• _Work to do_
Find "of the grey" in the material below, then copy that line and every subsequent line to the end, exactly.

(Location annotation dataset excerpts)
>> Begin

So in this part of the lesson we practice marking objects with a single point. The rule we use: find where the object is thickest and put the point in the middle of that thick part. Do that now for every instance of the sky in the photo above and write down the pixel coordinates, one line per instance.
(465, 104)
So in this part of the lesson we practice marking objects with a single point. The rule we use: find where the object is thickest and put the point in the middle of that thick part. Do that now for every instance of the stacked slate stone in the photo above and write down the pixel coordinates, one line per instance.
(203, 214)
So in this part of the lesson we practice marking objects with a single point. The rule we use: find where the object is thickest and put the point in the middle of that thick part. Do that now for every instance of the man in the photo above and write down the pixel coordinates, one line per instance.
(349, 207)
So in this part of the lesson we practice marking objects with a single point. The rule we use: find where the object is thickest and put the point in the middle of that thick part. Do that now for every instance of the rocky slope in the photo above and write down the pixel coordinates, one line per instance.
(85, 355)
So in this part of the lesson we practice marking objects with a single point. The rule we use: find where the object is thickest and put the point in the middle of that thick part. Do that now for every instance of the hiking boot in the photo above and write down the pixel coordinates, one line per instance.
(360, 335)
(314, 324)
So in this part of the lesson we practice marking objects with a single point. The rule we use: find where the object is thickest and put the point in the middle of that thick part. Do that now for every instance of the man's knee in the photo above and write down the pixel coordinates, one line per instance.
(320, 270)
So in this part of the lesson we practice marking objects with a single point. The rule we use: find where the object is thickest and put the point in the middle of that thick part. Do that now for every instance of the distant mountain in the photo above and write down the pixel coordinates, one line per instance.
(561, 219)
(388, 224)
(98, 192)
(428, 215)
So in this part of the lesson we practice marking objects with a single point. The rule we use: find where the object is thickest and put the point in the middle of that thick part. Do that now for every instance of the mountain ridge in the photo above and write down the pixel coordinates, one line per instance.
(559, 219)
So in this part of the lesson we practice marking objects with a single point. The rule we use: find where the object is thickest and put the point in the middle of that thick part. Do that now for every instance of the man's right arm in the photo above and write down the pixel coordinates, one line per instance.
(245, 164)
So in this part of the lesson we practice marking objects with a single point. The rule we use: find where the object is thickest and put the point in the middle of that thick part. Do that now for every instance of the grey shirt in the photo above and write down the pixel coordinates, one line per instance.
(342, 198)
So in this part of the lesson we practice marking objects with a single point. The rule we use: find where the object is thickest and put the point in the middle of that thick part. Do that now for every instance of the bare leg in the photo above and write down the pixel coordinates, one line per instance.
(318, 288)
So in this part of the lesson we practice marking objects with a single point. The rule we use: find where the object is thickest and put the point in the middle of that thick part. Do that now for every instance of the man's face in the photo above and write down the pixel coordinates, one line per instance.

>> End

• _Response to this task_
So in this part of the lesson we practice marking objects with a single point. The rule we use: find where the object is thickest and put the point in the middle of that thick part. Do that now for every instance of the grey shirt in the photo above and write down the pixel coordinates, one line per instance.
(342, 198)
So in this part of the lesson we practice marking objects with a single point. The rule we use: find where the object is thickest and put the point in the middle of that thick part. Do that now for every instance of the bare leg in the photo above and write down the pixel coordinates, one line per instance.
(318, 288)
So in this part of the lesson we practice marking objects with a single point. The rule we use: find where the object is thickest and put the point in the middle of that thick part. Do that now for every instance of the man's face in the photo above and write down the pixel coordinates, one line per instance.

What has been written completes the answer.